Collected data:
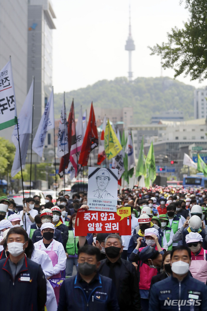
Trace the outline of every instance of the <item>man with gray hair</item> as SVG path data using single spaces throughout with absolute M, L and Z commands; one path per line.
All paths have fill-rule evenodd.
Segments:
M 101 260 L 100 274 L 112 280 L 115 285 L 120 311 L 141 311 L 139 284 L 135 267 L 121 258 L 122 241 L 118 234 L 106 238 L 105 251 L 107 257 Z

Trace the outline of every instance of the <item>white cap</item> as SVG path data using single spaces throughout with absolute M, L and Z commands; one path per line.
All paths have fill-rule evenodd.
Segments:
M 14 214 L 11 214 L 7 219 L 10 221 L 16 221 L 17 220 L 21 220 L 21 218 L 19 215 L 15 213 Z
M 186 236 L 186 242 L 187 243 L 192 243 L 192 242 L 202 242 L 203 238 L 198 232 L 190 232 Z
M 50 229 L 54 229 L 54 231 L 55 231 L 55 226 L 52 222 L 45 222 L 44 224 L 43 224 L 41 226 L 40 230 L 42 231 L 43 229 L 47 228 L 49 229 L 49 228 Z
M 201 206 L 197 204 L 193 205 L 191 209 L 191 214 L 203 214 L 203 210 Z
M 3 219 L 0 221 L 0 231 L 5 228 L 13 228 L 13 225 L 9 220 Z
M 149 208 L 150 208 L 150 207 Z M 144 208 L 144 207 L 143 207 Z M 142 214 L 138 218 L 138 222 L 147 223 L 150 222 L 151 219 L 150 218 L 148 215 L 146 214 Z
M 0 222 L 0 223 L 1 222 Z M 202 222 L 201 219 L 197 215 L 194 215 L 190 218 L 188 220 L 188 225 L 190 228 L 192 229 L 195 229 L 197 230 L 201 227 Z
M 147 215 L 153 216 L 152 211 L 151 208 L 149 206 L 145 206 L 142 207 L 140 215 L 142 215 L 143 214 L 146 214 Z
M 1 203 L 0 204 L 0 212 L 4 212 L 6 213 L 7 211 L 8 208 L 8 205 L 6 205 L 5 204 L 3 204 Z
M 156 235 L 158 239 L 160 238 L 158 230 L 155 228 L 148 228 L 145 230 L 145 236 L 147 235 L 151 235 L 151 234 L 155 234 Z

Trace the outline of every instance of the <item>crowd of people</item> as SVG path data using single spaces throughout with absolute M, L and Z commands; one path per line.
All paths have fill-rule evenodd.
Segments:
M 0 197 L 0 310 L 207 310 L 207 190 L 118 190 L 129 235 L 76 236 L 87 193 L 52 201 Z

Requirement: Please format every line of the rows above as a JSON list of strings, one string per line, skipping blank lines. Leave the pictures out of the list.

Answer to this problem:
[
  "Trace the outline of every instance of the <item>man with gray hair</item> as SVG path data using single spaces throughout with absolute M, L and Z commands; one path per line.",
  "All paths have fill-rule evenodd.",
  "Segments:",
  "M 101 260 L 100 274 L 112 280 L 115 285 L 120 311 L 141 311 L 139 284 L 135 267 L 121 258 L 122 241 L 118 234 L 106 238 L 105 251 L 107 257 Z",
  "Trace the outline of every instance of the <item>white cap</item> as SVG path data using single spaces throughout with absolute M, L and Z commands; one path per line.",
  "All paths have fill-rule evenodd.",
  "Segments:",
  "M 14 214 L 11 214 L 7 219 L 10 221 L 16 221 L 17 220 L 21 220 L 21 218 L 19 215 L 15 213 Z",
  "M 186 236 L 186 242 L 187 243 L 192 243 L 192 242 L 202 242 L 203 238 L 198 232 L 190 232 Z",
  "M 50 229 L 54 229 L 54 231 L 55 231 L 55 226 L 52 222 L 45 222 L 44 224 L 43 224 L 41 226 L 40 230 L 42 231 L 43 229 L 47 228 L 49 229 L 49 228 Z",
  "M 201 206 L 197 204 L 193 205 L 191 209 L 191 214 L 203 214 L 203 210 Z",
  "M 3 219 L 0 221 L 0 231 L 5 228 L 13 228 L 13 225 L 9 220 Z",
  "M 149 208 L 150 208 L 150 207 Z M 144 208 L 144 207 L 143 207 Z M 142 214 L 138 218 L 138 222 L 147 223 L 150 222 L 151 219 L 150 218 L 148 215 L 146 214 Z",
  "M 0 222 L 0 223 L 1 222 Z M 202 222 L 201 219 L 197 215 L 194 215 L 190 218 L 188 220 L 188 225 L 190 228 L 192 229 L 195 229 L 197 230 L 201 227 Z",
  "M 147 215 L 153 216 L 152 211 L 151 208 L 149 206 L 145 206 L 142 207 L 140 215 L 142 215 L 143 214 L 146 214 Z",
  "M 1 203 L 0 204 L 0 212 L 4 212 L 6 213 L 7 211 L 8 208 L 8 205 L 6 205 L 5 204 L 3 204 Z",
  "M 156 235 L 158 239 L 160 238 L 158 230 L 155 228 L 148 228 L 145 230 L 145 236 L 147 235 L 151 235 L 151 234 L 155 234 Z",
  "Trace the outline of every instance of the <item>crowd of people</item> as SVG path data using single spaces throughout with absolute M, L and Z commands; one path per line.",
  "All paths have fill-rule evenodd.",
  "Segments:",
  "M 0 197 L 0 310 L 207 310 L 207 190 L 118 190 L 129 235 L 76 236 L 87 193 L 52 201 Z"
]